** Begin ENTRIES SHOWN **
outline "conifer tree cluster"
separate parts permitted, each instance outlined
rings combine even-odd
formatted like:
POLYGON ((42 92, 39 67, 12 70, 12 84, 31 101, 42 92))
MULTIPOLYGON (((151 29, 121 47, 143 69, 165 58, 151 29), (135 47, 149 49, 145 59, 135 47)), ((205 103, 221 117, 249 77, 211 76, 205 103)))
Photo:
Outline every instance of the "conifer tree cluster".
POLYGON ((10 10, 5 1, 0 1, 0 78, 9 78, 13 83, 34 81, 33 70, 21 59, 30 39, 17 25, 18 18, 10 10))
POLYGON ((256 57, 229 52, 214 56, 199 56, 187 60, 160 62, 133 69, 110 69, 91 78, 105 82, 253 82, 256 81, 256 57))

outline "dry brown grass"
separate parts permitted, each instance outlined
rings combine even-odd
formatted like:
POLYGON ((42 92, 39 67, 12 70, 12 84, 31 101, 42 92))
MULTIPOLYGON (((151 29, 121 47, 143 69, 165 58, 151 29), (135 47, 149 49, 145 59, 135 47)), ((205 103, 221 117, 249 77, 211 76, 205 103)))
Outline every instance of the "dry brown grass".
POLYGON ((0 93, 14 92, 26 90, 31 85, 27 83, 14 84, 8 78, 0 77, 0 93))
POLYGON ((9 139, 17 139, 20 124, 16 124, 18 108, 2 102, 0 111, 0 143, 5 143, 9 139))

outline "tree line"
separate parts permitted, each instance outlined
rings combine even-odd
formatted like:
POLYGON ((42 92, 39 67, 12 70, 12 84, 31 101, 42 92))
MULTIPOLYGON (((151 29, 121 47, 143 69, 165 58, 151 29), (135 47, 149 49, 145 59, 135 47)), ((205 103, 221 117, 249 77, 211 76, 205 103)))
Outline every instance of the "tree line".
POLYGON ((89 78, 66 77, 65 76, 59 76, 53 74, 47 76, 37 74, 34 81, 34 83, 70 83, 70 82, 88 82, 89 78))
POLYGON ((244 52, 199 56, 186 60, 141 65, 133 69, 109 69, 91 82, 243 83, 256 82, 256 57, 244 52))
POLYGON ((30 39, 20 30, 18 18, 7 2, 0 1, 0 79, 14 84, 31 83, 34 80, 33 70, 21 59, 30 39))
** End ENTRIES SHOWN **
EXERCISE
Can you copy out all of the entries above line for line, without changing a single character?

THE COMPLETED TASK
outline "conifer tree cluster"
separate parts permitted, each instance outlined
rings combine even-odd
formatted like:
POLYGON ((42 92, 39 67, 12 70, 12 84, 31 101, 42 92))
MULTIPOLYGON (((151 29, 121 47, 143 69, 165 58, 151 29), (135 47, 149 49, 145 59, 135 47)), ((205 103, 221 117, 249 77, 211 76, 205 103)))
Photo:
Outline every instance of the "conifer tree cluster".
POLYGON ((10 10, 5 1, 0 1, 0 78, 9 78, 13 83, 34 81, 33 70, 21 59, 30 39, 17 25, 18 18, 10 10))
POLYGON ((256 57, 229 52, 214 56, 199 56, 187 60, 160 62, 133 69, 110 69, 91 78, 105 82, 253 82, 256 81, 256 57))

outline "dry brown grass"
separate parts permitted, each instance outlined
rings combine even-odd
formatted like:
POLYGON ((42 92, 39 67, 12 70, 12 84, 31 101, 42 92))
MULTIPOLYGON (((151 29, 121 47, 143 69, 165 58, 151 29), (135 47, 149 49, 145 59, 135 47)), ((205 103, 221 117, 249 77, 211 76, 205 103)))
Outline every instance of the "dry brown grass".
POLYGON ((0 93, 14 92, 26 90, 31 85, 27 83, 14 84, 8 78, 0 77, 0 93))
POLYGON ((9 139, 17 139, 20 124, 16 124, 18 108, 2 102, 0 111, 0 143, 5 143, 9 139))

outline "tree line"
separate parts permitted, each instance outlined
rings combine even-odd
formatted like:
POLYGON ((42 92, 39 67, 12 70, 12 84, 31 101, 42 92))
MULTIPOLYGON (((151 29, 121 47, 143 69, 165 58, 151 29), (135 47, 149 49, 145 59, 135 47)), ((205 103, 221 117, 249 77, 211 76, 205 103)))
Outline every instance of the "tree line".
POLYGON ((89 78, 66 77, 65 76, 59 76, 53 74, 47 76, 37 74, 34 81, 34 83, 70 83, 70 82, 88 82, 89 78))
POLYGON ((244 52, 199 56, 186 60, 141 65, 133 69, 109 69, 91 82, 243 83, 256 82, 256 57, 244 52))
POLYGON ((30 39, 20 30, 18 18, 7 2, 0 1, 0 79, 14 84, 31 83, 34 80, 33 70, 21 59, 30 39))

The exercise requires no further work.